TEXT BLOCK:
Natural justice and fairness of treatment before the law has not been provided for in OT child uplift practice and this is very important because of the consequences for whanau (small picture) but also in the big scheme of things because that is the assumption that liberal democracy is based on. And, of course, you need more than procedural fairness in an unequal socio-economic system to establish a fair society.

When the playing field is tilted as it is in Aotearoa you only have to look at health, prisons, education etc to see that liberal democracy under capitalism delivers unequal outcomes. BUT when the minimum foundation of liberal democracy – ‘equality of rights before the law’ is undermined by the state as it has been in recent OT practice, then you have stopped pretending that the system is fair – and this is a very slippery slope! (# ref Trump madness). And this is the watchdog role of the Ombudsman!!

A few more issues of course – lol – because liberal individualised justice was not really designed for a group-centered Indigenous world, so this needs work – and ideally that would mean constitutional recognition of Maori authority (not holding my breath).

Also the offer / idea of a large Ministry of the State reporting to the Ombudsman about implementation of recommended procedural changes is very unusual – and a very interesting precedent if it happens. The ‘how high would you like us to jump m’lord?’ reaction also interesting given the way critique has been marginalised and brushed off up to now. I guess we will see how all this moves after the election.

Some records
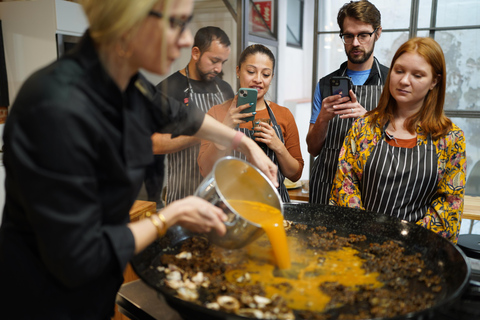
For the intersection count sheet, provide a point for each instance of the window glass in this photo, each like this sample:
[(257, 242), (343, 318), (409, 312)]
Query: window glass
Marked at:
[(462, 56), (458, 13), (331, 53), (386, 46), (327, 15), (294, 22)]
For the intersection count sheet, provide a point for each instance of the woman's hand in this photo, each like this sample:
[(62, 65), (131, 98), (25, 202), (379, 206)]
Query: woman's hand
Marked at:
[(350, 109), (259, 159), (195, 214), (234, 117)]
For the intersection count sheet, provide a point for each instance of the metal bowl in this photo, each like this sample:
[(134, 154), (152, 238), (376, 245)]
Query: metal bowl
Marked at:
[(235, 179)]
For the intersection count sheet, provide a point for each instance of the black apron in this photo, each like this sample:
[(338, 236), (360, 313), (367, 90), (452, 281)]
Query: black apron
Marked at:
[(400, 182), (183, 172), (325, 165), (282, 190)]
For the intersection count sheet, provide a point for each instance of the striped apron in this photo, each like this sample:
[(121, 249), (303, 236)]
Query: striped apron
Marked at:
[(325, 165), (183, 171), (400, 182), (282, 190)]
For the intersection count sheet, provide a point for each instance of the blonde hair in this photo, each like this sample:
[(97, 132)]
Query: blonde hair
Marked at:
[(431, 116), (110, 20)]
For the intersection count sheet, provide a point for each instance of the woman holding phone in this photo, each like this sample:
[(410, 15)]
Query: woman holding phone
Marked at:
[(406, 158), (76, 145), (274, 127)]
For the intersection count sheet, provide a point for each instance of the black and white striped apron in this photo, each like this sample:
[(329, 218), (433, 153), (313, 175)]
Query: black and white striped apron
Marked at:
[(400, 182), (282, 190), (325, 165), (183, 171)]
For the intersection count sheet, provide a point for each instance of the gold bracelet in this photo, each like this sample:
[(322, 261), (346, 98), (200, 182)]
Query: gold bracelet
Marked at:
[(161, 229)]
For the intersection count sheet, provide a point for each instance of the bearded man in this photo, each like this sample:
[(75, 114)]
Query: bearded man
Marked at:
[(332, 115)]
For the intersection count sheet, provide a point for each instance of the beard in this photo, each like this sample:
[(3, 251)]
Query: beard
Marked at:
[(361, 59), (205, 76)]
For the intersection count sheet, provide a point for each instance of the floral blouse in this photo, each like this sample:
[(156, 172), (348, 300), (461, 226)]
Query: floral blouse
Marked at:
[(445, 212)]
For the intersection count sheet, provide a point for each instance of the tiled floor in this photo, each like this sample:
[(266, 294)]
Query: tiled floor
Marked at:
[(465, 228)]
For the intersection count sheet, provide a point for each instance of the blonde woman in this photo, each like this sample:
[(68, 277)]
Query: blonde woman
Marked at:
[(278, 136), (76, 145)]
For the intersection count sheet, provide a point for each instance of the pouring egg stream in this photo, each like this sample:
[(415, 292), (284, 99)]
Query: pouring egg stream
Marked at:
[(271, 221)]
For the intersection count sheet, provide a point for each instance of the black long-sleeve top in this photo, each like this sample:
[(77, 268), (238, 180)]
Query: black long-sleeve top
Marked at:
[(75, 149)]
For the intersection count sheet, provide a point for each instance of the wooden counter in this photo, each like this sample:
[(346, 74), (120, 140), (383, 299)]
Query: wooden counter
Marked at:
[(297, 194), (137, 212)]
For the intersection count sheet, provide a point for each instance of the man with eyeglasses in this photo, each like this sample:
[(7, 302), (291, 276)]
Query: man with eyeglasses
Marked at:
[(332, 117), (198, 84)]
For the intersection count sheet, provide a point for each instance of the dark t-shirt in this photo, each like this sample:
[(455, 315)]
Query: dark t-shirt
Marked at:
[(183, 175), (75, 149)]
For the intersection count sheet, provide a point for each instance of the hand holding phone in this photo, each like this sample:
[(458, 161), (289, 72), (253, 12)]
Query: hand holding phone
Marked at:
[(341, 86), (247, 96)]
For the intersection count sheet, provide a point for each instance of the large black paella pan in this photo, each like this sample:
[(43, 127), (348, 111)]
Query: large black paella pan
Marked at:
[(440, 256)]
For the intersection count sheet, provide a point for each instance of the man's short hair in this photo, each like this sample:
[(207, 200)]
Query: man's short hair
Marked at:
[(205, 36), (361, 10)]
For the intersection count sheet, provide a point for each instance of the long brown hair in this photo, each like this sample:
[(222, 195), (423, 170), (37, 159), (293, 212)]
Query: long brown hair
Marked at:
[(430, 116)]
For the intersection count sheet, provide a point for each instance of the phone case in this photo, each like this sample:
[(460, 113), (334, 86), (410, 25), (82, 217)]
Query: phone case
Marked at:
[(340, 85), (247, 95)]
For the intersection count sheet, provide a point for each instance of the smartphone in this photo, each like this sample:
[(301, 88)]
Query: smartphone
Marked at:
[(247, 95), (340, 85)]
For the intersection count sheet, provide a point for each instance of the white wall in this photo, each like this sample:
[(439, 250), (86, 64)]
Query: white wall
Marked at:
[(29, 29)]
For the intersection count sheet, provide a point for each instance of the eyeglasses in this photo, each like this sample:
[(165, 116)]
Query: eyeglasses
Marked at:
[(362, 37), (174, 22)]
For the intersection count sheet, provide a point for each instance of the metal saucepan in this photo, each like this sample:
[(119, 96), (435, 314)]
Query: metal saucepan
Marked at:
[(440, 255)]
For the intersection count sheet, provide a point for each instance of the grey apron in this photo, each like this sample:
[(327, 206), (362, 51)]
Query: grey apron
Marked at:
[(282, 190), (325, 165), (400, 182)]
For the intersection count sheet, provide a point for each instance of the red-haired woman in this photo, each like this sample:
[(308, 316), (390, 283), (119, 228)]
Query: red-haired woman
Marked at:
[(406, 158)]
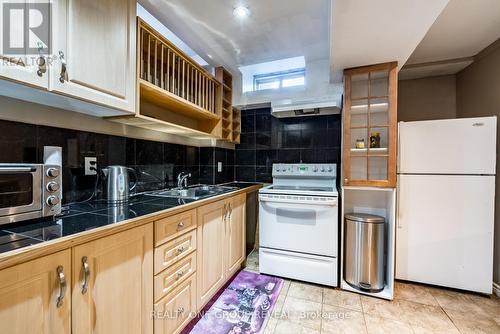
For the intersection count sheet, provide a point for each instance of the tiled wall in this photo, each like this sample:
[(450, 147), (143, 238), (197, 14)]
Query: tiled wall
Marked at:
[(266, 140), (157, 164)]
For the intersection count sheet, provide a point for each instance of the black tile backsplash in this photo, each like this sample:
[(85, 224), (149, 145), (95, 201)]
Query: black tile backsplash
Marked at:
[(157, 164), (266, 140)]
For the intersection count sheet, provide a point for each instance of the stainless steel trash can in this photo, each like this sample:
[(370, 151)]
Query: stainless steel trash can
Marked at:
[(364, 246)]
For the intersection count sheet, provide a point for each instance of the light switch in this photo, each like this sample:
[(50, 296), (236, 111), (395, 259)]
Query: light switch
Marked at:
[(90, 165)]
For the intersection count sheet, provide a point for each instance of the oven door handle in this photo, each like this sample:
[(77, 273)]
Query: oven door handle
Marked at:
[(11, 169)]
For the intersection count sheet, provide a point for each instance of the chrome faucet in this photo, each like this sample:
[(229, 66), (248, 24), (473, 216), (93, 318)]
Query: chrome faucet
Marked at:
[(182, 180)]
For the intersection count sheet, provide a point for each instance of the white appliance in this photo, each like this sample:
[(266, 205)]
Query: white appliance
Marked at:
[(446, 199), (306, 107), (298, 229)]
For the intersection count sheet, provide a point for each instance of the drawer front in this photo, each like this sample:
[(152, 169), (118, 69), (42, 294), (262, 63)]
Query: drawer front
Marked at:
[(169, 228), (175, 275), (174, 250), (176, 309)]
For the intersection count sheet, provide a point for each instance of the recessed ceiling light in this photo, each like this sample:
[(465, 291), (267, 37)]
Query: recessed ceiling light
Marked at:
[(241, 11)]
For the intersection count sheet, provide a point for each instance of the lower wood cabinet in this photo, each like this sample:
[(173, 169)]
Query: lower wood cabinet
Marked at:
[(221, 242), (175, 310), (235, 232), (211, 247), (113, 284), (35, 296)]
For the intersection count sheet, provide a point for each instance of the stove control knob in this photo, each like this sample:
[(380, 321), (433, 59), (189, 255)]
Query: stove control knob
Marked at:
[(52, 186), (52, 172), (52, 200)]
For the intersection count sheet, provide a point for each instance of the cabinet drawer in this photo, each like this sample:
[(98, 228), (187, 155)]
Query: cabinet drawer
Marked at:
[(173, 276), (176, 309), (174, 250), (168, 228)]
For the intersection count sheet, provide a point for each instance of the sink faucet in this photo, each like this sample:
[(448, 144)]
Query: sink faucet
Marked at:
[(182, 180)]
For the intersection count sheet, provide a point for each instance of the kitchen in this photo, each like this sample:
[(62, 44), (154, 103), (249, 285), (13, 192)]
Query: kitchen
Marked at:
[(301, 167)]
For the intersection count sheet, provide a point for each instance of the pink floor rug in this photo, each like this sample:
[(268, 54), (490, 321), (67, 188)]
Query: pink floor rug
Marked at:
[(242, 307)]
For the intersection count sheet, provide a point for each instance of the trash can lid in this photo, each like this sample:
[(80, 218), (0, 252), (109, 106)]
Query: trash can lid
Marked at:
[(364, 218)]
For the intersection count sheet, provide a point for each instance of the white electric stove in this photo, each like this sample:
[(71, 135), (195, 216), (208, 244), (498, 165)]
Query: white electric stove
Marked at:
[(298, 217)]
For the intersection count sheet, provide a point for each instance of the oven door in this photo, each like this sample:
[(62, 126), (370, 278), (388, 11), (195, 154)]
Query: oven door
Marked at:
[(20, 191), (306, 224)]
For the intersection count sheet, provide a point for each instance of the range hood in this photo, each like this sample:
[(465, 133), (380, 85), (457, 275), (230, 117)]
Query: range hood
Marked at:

THE TASKS:
1 > In the commentary on child uplift practice, repeat everything from "When the playing" down to "of the Ombudsman!!".
2 > What does the commentary on child uplift practice name as the minimum foundation of liberal democracy?

EXPECTED ANSWERS:
1 >
When the playing field is tilted as it is in Aotearoa you only have to look at health, prisons, education etc to see that liberal democracy under capitalism delivers unequal outcomes. BUT when the minimum foundation of liberal democracy – ‘equality of rights before the law’ is undermined by the state as it has been in recent OT practice, then you have stopped pretending that the system is fair – and this is a very slippery slope! (# ref Trump madness). And this is the watchdog role of the Ombudsman!!

2 > Equality of rights before the law.